___ TEXT SECTION ___

Local Sources– Local legislators recently received appointments to serve on interim study committees.
State lawmakers serve on interim committees throughout the summer and fall, and examine top policy issues, gather public input and recommend legislation for the regular session beginning in January.
State Rep. Wendy McNamara (R-Evansville) will serve as chair of the Interim Study Committee on Corrections and Criminal Code, which will conduct a multi-year review of current trends with respect to criminal behavior, sentencing, incarceration and treatment. The committee will also study the logistics of ensuring release-ready patients and offenders from Indiana psychiatric hospitals receive care upon release, and analyze criminal code laws concerning HIV.
"Interim study committees provide the opportunity to do a deep dive into important issues to help craft the best legislation possible prior to the 2023 session," McNamara said. "This interim, we'll look at our state's sentencing laws and study options for ensuring those with mental health issues receive care upon release from a state facility among other issues."
McNamara will also serve on the Justice Reinvestment Advisory Council, which conducts state-level reviews of local corrections programs, county jails and probation services, and on the Board of Trustees of the Criminal Justice Institute, which develops long-range strategies for Indiana's criminal and juvenile justice systems.

___

ASSIGNMENT:
Please copy the interim committee text word for word, starting with "Local Sources– Local" and going on through "laws concerning HIV.". Rely only on the interim committee text for what follows.

___ MATERIAL SUPPLIED ___

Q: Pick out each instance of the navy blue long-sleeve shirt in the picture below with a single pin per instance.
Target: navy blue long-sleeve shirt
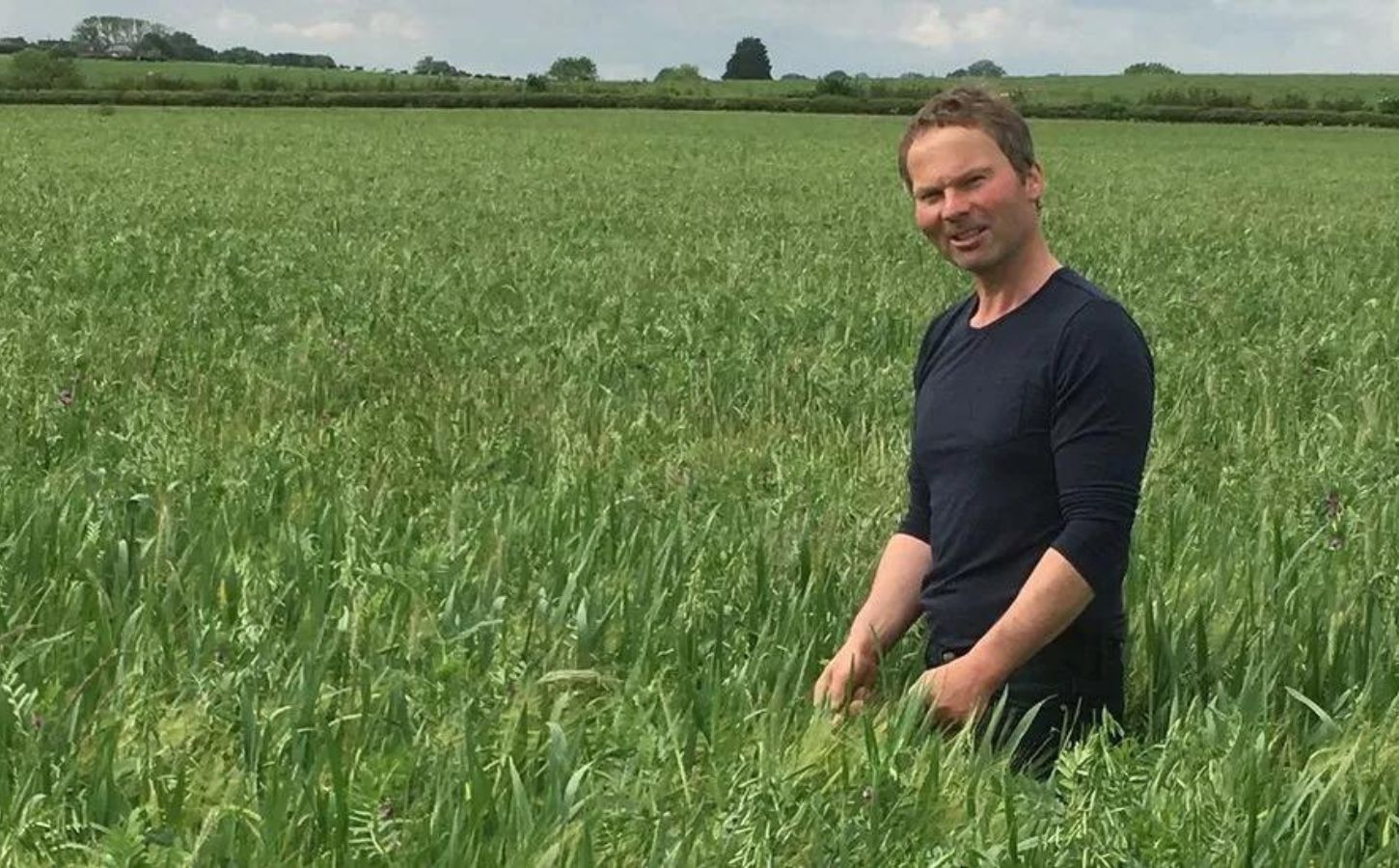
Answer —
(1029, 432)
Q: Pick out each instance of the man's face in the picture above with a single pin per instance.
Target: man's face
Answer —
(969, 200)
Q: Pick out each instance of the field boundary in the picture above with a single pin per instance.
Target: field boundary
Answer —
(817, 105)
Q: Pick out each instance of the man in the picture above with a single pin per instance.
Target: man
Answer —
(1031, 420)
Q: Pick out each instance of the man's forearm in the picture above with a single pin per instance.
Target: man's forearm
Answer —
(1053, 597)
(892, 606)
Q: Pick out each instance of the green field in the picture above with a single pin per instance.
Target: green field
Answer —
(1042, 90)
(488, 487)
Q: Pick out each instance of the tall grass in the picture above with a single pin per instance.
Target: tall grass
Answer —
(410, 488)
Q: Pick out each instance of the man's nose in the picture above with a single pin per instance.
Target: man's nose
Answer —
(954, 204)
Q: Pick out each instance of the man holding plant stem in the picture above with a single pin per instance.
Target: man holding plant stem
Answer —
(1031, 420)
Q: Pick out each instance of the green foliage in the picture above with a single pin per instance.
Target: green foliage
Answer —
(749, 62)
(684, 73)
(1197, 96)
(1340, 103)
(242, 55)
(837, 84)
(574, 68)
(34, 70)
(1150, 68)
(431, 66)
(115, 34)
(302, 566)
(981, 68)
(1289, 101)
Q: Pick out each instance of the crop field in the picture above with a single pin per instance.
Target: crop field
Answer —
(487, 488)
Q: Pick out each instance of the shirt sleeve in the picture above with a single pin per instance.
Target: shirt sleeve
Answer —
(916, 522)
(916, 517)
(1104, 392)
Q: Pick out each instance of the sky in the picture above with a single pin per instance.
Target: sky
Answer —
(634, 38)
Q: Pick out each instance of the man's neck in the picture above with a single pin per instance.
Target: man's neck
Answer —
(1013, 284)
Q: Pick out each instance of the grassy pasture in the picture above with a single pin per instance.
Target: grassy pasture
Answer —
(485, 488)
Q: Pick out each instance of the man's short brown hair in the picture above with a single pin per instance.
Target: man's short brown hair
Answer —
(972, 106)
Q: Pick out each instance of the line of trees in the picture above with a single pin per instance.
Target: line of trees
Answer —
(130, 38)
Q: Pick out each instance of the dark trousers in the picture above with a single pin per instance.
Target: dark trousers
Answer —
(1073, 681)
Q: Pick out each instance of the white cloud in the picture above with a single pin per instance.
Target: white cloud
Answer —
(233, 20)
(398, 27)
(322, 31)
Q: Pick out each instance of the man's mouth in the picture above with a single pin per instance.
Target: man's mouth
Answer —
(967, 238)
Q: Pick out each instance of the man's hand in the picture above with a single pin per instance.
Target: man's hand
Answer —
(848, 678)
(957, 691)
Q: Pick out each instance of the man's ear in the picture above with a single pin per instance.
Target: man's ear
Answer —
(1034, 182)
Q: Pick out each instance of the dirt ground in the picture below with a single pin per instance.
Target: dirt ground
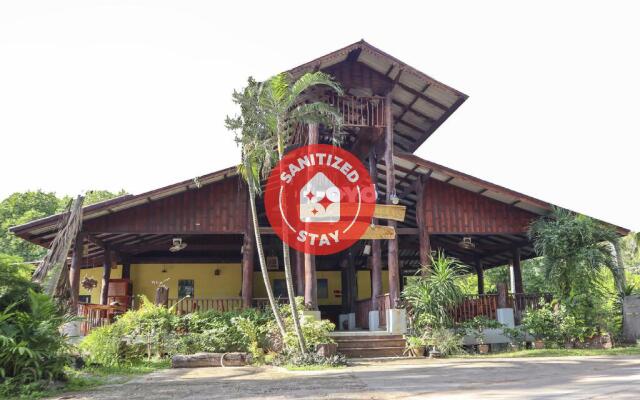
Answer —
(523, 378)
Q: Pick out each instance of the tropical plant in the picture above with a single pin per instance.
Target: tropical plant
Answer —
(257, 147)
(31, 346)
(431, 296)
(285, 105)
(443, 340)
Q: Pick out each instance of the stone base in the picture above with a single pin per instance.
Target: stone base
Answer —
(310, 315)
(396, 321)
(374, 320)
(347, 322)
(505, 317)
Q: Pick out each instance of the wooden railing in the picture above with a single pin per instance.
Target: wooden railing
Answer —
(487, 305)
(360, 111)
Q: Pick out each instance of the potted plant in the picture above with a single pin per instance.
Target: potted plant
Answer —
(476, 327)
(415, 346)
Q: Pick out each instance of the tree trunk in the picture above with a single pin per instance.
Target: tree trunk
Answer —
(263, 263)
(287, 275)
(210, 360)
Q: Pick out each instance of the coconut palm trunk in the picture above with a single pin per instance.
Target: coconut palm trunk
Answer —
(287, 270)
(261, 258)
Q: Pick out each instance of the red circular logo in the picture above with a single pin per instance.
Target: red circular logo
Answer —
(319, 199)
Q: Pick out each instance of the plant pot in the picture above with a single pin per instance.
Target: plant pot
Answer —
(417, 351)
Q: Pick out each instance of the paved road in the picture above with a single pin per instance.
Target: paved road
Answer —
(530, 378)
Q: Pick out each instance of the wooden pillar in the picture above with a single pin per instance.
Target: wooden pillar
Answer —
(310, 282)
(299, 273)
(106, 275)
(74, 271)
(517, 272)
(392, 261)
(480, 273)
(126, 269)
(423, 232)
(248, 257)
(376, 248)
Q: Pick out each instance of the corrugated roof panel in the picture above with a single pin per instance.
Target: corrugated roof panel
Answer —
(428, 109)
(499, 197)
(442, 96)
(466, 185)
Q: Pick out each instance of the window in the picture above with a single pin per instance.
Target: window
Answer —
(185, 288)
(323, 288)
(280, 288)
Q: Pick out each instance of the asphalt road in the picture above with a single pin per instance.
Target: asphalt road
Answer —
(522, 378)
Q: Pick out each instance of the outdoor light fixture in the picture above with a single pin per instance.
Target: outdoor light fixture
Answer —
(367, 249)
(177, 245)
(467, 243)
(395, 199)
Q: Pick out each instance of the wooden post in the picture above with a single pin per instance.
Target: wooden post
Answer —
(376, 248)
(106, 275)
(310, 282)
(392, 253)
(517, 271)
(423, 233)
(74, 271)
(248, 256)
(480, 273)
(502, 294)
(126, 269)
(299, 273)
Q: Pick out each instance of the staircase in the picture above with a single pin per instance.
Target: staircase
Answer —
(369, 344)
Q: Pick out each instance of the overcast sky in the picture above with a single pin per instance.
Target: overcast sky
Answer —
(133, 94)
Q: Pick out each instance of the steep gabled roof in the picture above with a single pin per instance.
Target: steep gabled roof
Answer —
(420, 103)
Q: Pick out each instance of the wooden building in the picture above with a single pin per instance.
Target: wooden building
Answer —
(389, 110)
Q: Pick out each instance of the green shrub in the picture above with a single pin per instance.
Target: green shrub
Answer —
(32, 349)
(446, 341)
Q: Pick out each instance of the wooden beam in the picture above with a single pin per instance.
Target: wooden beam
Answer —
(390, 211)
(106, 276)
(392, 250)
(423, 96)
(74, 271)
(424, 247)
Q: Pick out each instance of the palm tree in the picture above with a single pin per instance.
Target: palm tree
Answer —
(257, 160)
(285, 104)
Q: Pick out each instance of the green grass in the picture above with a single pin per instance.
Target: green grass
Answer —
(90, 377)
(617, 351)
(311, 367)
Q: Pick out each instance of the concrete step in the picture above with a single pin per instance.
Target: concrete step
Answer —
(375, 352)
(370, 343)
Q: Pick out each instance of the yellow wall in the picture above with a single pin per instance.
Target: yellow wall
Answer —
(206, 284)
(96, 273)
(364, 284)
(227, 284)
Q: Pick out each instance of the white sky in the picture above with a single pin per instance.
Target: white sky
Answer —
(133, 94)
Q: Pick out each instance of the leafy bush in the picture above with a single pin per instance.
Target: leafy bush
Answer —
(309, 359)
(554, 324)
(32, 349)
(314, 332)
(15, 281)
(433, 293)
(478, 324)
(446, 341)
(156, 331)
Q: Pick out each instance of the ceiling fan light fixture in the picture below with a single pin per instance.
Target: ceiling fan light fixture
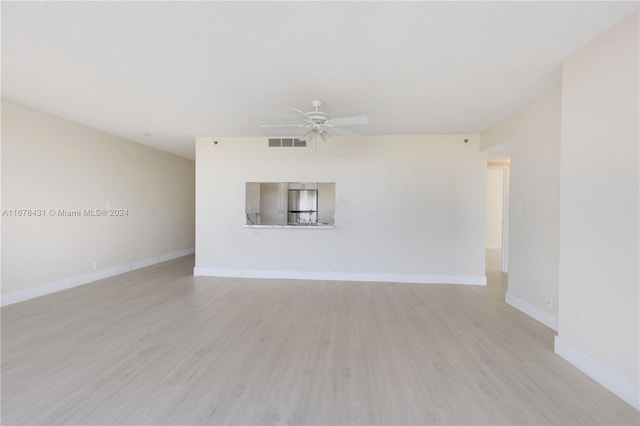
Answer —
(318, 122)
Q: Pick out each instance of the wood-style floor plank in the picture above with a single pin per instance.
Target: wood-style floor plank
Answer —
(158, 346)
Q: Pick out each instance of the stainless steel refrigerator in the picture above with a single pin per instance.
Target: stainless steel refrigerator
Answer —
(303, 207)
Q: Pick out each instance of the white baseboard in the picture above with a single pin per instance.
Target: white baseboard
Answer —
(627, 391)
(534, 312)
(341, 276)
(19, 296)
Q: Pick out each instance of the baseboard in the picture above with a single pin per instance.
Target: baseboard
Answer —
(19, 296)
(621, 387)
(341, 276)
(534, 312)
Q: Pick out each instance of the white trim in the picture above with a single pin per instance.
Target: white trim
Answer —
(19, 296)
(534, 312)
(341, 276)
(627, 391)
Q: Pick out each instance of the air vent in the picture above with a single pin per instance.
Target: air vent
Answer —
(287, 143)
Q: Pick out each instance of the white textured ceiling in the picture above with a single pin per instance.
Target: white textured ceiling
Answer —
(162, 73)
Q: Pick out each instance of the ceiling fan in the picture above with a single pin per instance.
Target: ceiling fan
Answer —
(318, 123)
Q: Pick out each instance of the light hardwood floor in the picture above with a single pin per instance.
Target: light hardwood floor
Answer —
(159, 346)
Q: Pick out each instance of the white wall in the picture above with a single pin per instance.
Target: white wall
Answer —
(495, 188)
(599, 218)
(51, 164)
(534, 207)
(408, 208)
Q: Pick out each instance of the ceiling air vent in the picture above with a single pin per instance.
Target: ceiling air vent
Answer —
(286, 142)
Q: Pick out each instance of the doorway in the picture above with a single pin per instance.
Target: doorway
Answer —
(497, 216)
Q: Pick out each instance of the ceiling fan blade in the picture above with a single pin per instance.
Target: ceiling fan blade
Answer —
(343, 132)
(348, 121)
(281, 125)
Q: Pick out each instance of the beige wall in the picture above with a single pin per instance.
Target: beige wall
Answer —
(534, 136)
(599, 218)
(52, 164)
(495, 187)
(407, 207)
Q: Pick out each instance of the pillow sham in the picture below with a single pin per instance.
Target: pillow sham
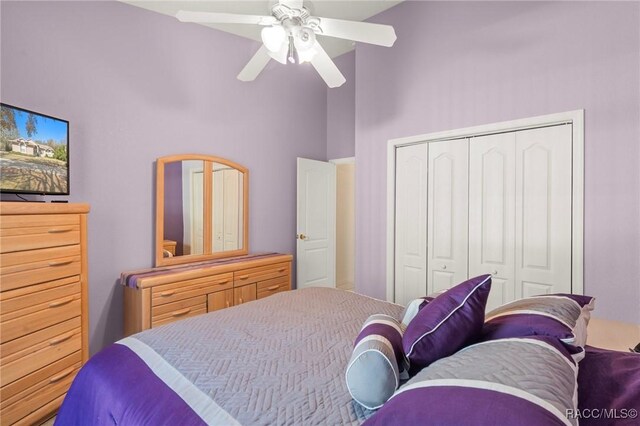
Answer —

___

TASK RESULT:
Local Sources– Local legislators recently received appointments to serve on interim study committees.
State lawmakers serve on interim committees throughout the summer and fall, and examine top policy issues, gather public input and recommend legislation for the regular session beginning in January.
State Rep. Wendy McNamara (R-Evansville) will serve as chair of the Interim Study Committee on Corrections and Criminal Code, which will conduct a multi-year review of current trends with respect to criminal behavior, sentencing, incarceration and treatment. The committee will also study the logistics of ensuring release-ready patients and offenders from Indiana psychiatric hospitals receive care upon release, and analyze criminal code laws concerning HIV.